* [Given exercise]: Reproduce the listing from its start through the line containing "0 293 1200 399", substituting "plain-text query" for every "natural-language query" and leaving everything else unchanged. Omit the pictures.

* [Data lines]:
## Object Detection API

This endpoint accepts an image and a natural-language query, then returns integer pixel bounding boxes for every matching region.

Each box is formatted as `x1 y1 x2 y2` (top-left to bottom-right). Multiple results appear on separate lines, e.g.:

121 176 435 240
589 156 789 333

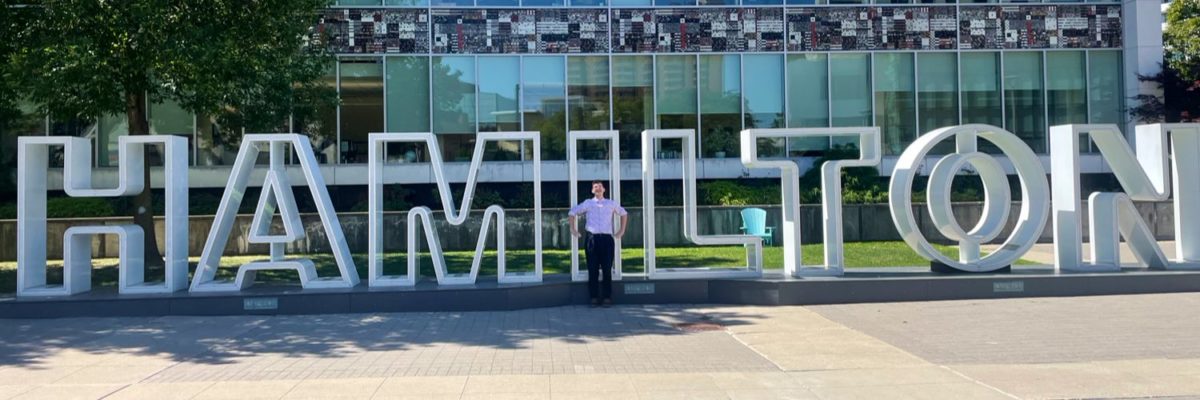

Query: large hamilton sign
17 124 1200 297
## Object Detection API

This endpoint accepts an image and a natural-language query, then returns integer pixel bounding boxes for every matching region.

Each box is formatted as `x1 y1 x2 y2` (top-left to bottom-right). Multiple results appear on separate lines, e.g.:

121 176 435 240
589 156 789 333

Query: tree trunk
125 92 164 268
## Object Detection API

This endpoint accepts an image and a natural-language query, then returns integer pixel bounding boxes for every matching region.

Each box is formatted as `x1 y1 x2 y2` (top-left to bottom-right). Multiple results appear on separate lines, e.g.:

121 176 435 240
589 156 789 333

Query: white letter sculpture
888 125 1050 271
1050 124 1200 271
742 126 882 276
17 135 187 295
192 133 359 292
642 130 762 279
367 132 542 283
566 131 620 281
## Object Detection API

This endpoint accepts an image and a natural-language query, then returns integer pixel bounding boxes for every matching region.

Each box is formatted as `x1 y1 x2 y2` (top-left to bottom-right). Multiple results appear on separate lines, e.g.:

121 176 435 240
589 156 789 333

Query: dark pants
587 233 613 299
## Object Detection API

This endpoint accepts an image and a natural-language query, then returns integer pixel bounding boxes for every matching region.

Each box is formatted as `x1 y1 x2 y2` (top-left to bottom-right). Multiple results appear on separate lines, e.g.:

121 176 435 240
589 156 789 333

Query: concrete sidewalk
980 240 1175 264
0 293 1200 399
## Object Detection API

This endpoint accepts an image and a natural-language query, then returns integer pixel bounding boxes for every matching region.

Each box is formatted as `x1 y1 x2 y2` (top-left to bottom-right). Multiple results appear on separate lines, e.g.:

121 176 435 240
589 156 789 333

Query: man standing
568 180 629 308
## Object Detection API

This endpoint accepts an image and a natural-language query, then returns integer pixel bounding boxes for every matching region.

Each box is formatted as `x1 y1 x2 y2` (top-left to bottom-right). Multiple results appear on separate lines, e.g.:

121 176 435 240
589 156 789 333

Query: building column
1121 0 1163 132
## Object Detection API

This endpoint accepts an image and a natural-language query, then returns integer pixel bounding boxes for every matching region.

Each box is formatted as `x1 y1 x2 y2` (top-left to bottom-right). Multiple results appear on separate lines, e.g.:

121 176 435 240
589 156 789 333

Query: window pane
917 53 959 135
340 59 384 163
96 113 130 167
1046 52 1087 126
612 55 654 159
655 55 696 129
476 56 521 160
700 55 742 157
295 64 338 163
829 54 872 148
829 54 874 145
1004 52 1046 153
959 52 1004 126
875 53 917 154
566 55 608 130
432 56 475 161
734 54 785 156
654 55 698 159
386 56 430 132
522 56 566 160
1087 50 1126 125
787 54 829 152
566 55 608 160
479 56 521 132
149 101 196 165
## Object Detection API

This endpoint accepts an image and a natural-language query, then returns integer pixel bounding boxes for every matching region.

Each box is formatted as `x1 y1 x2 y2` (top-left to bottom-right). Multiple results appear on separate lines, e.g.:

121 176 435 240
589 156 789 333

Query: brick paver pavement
0 293 1200 400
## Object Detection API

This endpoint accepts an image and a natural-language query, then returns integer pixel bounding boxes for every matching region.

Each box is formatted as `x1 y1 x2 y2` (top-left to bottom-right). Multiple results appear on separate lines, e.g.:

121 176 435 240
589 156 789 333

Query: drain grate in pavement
672 322 725 332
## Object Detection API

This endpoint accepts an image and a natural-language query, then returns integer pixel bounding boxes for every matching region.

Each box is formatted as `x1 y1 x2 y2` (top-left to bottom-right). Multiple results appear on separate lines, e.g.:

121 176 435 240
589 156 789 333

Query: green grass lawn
0 241 998 293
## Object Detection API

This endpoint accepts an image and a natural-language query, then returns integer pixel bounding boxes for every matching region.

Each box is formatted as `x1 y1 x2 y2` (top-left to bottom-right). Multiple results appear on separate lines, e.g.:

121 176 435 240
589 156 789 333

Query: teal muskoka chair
742 208 775 246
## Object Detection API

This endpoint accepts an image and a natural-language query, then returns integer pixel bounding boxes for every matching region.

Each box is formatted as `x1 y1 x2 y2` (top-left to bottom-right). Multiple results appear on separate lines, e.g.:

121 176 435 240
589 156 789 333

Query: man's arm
566 201 588 238
566 215 580 238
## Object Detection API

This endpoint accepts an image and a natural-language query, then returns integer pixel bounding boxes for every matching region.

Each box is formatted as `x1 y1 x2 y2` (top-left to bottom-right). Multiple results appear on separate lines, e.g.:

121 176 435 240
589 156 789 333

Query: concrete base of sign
929 261 1013 275
0 265 1200 318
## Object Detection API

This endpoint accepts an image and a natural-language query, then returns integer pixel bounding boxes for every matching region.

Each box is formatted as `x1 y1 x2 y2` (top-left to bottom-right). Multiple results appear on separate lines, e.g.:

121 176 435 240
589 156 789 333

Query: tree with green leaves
1130 0 1200 123
1163 0 1200 82
0 0 337 263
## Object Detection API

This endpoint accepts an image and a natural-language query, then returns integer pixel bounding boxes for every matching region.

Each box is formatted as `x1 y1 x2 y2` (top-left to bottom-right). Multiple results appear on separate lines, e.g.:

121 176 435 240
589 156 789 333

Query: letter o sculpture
888 125 1050 273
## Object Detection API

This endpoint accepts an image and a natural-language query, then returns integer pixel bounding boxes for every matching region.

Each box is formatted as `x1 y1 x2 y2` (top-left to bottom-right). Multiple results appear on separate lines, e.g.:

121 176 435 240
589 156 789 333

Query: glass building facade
4 0 1127 171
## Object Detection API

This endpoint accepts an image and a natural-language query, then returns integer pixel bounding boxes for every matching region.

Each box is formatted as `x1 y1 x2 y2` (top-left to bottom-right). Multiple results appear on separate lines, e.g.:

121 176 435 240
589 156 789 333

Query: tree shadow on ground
0 305 764 369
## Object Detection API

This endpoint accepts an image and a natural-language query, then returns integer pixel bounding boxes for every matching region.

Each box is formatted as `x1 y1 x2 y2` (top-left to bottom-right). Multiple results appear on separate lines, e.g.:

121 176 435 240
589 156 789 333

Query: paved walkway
0 293 1200 400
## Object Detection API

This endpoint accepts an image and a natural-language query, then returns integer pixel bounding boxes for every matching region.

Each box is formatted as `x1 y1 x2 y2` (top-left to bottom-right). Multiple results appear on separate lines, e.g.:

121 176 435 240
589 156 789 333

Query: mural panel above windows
959 5 1121 49
317 4 1122 54
787 7 958 52
612 7 785 53
432 8 608 54
317 8 430 54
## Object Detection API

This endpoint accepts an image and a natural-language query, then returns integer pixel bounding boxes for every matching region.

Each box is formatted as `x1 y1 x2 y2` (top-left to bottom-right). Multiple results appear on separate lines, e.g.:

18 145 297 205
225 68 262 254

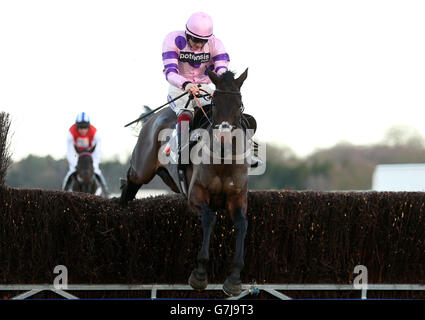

* [Reply]:
## Object Detection API

This endpoint accepts an image and a plain-text query, then returns integer pixel bounding boxes for every matching region.

Each box is formatted as `x1 y1 x2 y2` (top-left to bottom-right). Multiple results appear on separate lines, e.g.:

121 176 435 240
589 156 789 333


Query: large hamilton sign
17 124 1200 297
## Object Detection API

This endpoint accepts an image and a plain-text query, then returns integer pixel bounding boxes for every matching region.

Each box is formatted as `x1 y1 x2 y2` (top-left to bottom-right). Multiple results appear on separate lines, e.g.:

121 176 435 240
589 156 789 333

Query: tree trunk
125 92 164 268
## Object Detection API

This endpoint accepts an image and a plain-text query, then returns integer pixel bounding boxes for every matching region.

Each box is formatted as `x1 y1 x2 y2` (top-left to bottom-right). Multiple results appear on separate lines, e.g.:

121 176 435 240
589 156 789 333

Query: white letter sculpture
888 125 1050 271
1050 124 1200 271
742 126 882 276
17 135 187 295
192 133 359 292
642 130 762 279
367 132 542 283
566 131 620 281
## Object Detection API

This endpoint accepts an image and a plain-text query, then returns integer pixel bounding boxes for every matching region.

Each box is formatted as `x1 y1 x2 y2` (top-left to bottom-right). Multiple results appear on separate lines, e.g.:

121 176 435 240
589 156 789 333

Query: dark pants
587 233 613 299
## Object Detection API

This endpoint accepts an image and a plain-text query, then returns integer pixel bounding boxes for every matching region.

Each box is formatted as `x1 y1 x2 y2` (top-left to bottom-right). Multiple results appear on separate lines, e.g.:

121 176 435 240
589 156 789 333

Query: concrete sidewalk
980 240 1175 264
0 293 1200 399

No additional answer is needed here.